# Work task A
Answer these questions using the article on magnetic biosensing below, one answer a line, marked the same way:
(i) Which journal published the paper?
(ii) What two magnetic materials does a magnetic biosensor contain, at minimum?
(iii) Into what does the biosensor convert changes in a magnetic field?
# Work task B
In the article on magnetic biosensing below, recast the paragraph beginning "The magnetic nanoparticles used in biosensors" as a short bulleted list that keeps its main facts.

# Passage
┄┄┄┄┄┄┄┄┄┄
Researchers from Immanuel Kant Baltic Federal University (IKBFU), in collaboration with their colleagues from the Ural Federal University and the Institute of Electrophysics of the Ural Branch of the Russian Academy of Sciences (RAS), confirmed that iron oxide nanoparticles can be used for magnetic biosensing systems. The paper was published in the Journal of Magnetism and Magnetic Materials.
Magnetic biosensing is a cross-disciplinary field at the intersection of physics, chemistry, material science, nanotechnologies and medicine, which is used to determine a body's state of health according to its responses to the application of an external magnetic field. Tissues and fluids of living organisms by themselves respond weakly to this field.
Therefore, in order to conduct magnetic biosensing, one needs to introduce magnetic tags — particles that will react in a certain way to the external field — into the body. Of course, these particles must be safe for a living organism's tissues and must be very small in size, nanoscale.
The instrument used for conducting magnetic biosensing is called a biosensor. It makes it possible to automatically collect and store data about the biosystem (namely, the human body or its parts). Even someone with no special medical training can control the process as well as various biological systems with the help of a biosensor.
Magnetic biosensors are made up of at least two magnetic materials: a sensor element that detects weak fields, and nanoparticles. The biosensor converts the changes in a magnetic field into changes in frequency, current or voltage.
The magnetic nanoparticles used in biosensors can penetrate cells selectively — only cancer cells, for example — making it possible to diagnose and determine the location of a tumor. Nanoparticles can also be used to treat cancer: under certain conditions, alternating electromagnetic fields lead to the rapid heating of nanoparticles inside cancer cells, destroying metastases. Even when located outside the body (but close enough to the tumor), once intravenous magnetic particles are introduced into the body, the field sensor, based on the strength of the signal, make it possible to accurately determine the exact moment when one should start the heating process, thus reducing the risk of introducing an excessive amount of nanoparticles into the body.
┄┄┄┄┄┄┄┄┄┄
# Supplied material
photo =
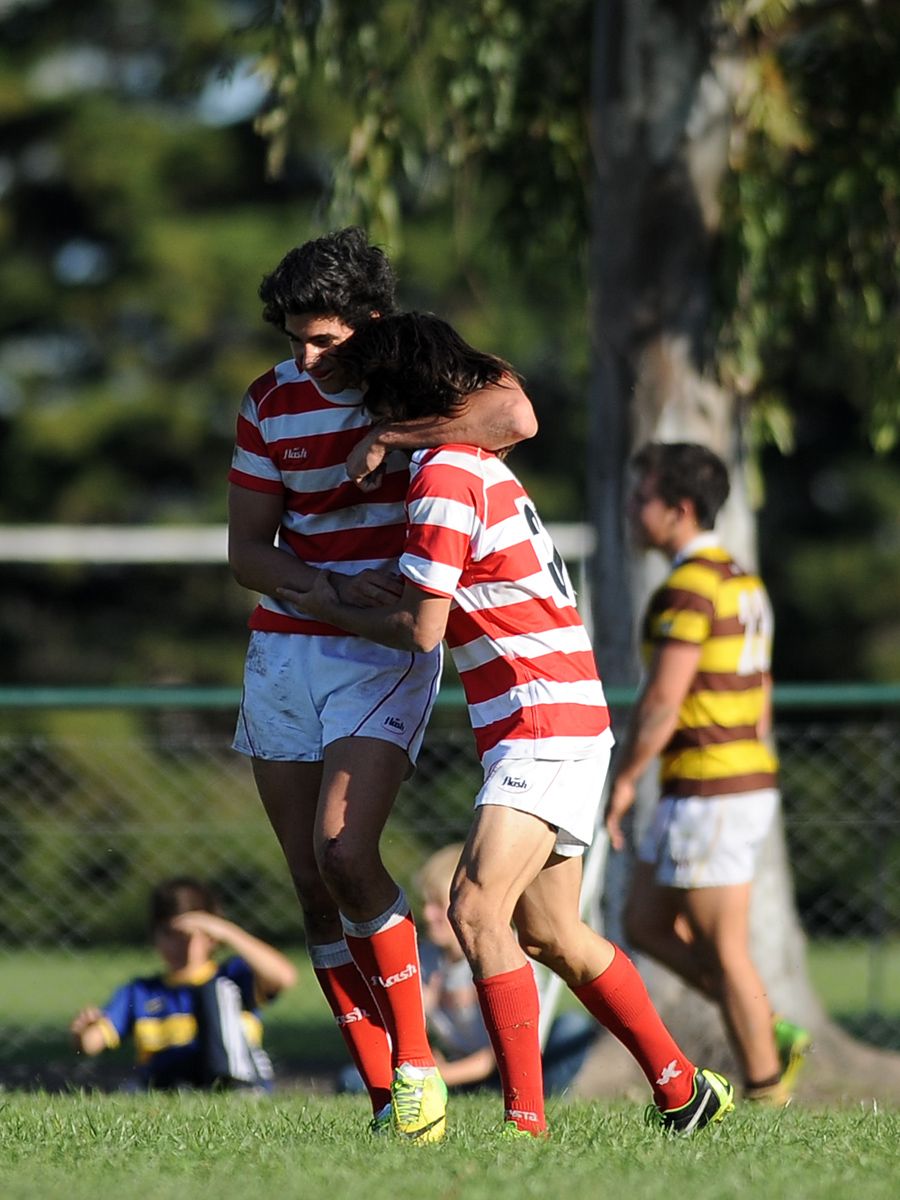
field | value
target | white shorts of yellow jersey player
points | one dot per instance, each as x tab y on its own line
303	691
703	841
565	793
┄┄┄┄┄┄┄┄┄┄
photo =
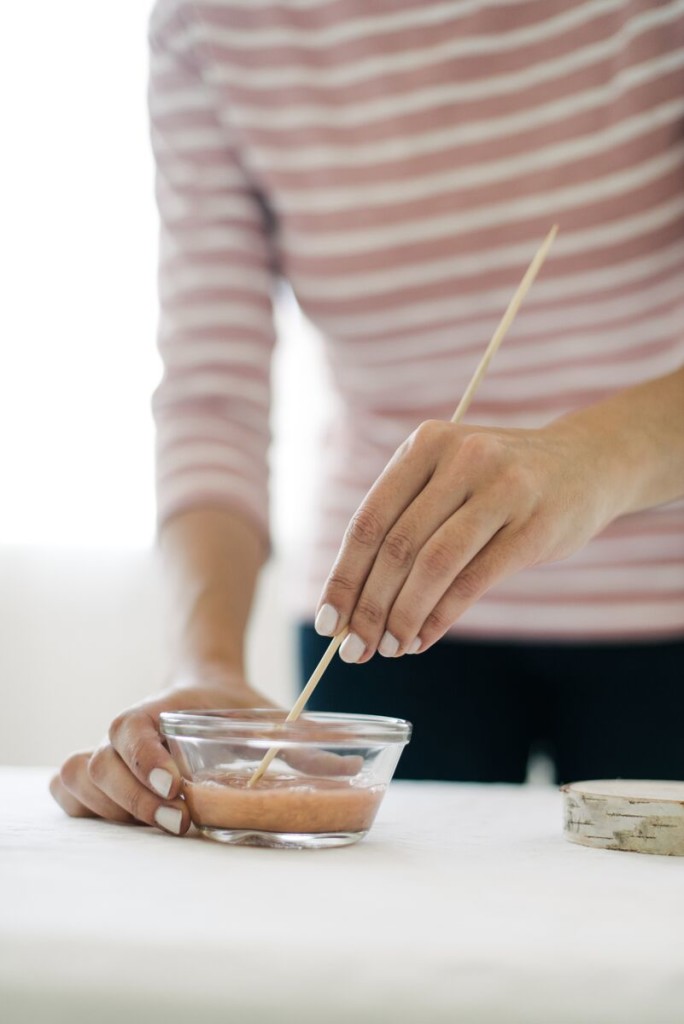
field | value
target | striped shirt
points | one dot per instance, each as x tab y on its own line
┄┄┄┄┄┄┄┄┄┄
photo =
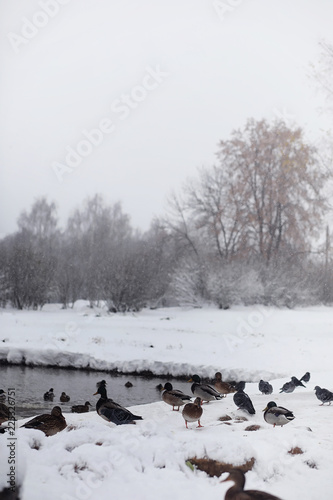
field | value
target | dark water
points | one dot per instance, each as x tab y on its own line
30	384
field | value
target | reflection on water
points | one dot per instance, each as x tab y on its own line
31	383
┄┄┄┄┄┄┄┄┄┄
# Response area A
(i) The Journal of Magnetism and Magnetic Materials.
(ii) A sensor element that detects weak fields, and nanoparticles.
(iii) Into changes in frequency, current or voltage.

# Response area B
- Magnetic nanoparticles in biosensors can enter cells selectively, for example only cancer cells, which makes it possible to diagnose a tumor and find its location.
- They can also treat cancer: under certain conditions, alternating electromagnetic fields rapidly heat the nanoparticles inside cancer cells, destroying metastases.
- Once magnetic particles are introduced intravenously, a field sensor outside the body but close enough to the tumor can use signal strength to determine exactly when heating should start, which reduces the risk of introducing too many nanoparticles into the body.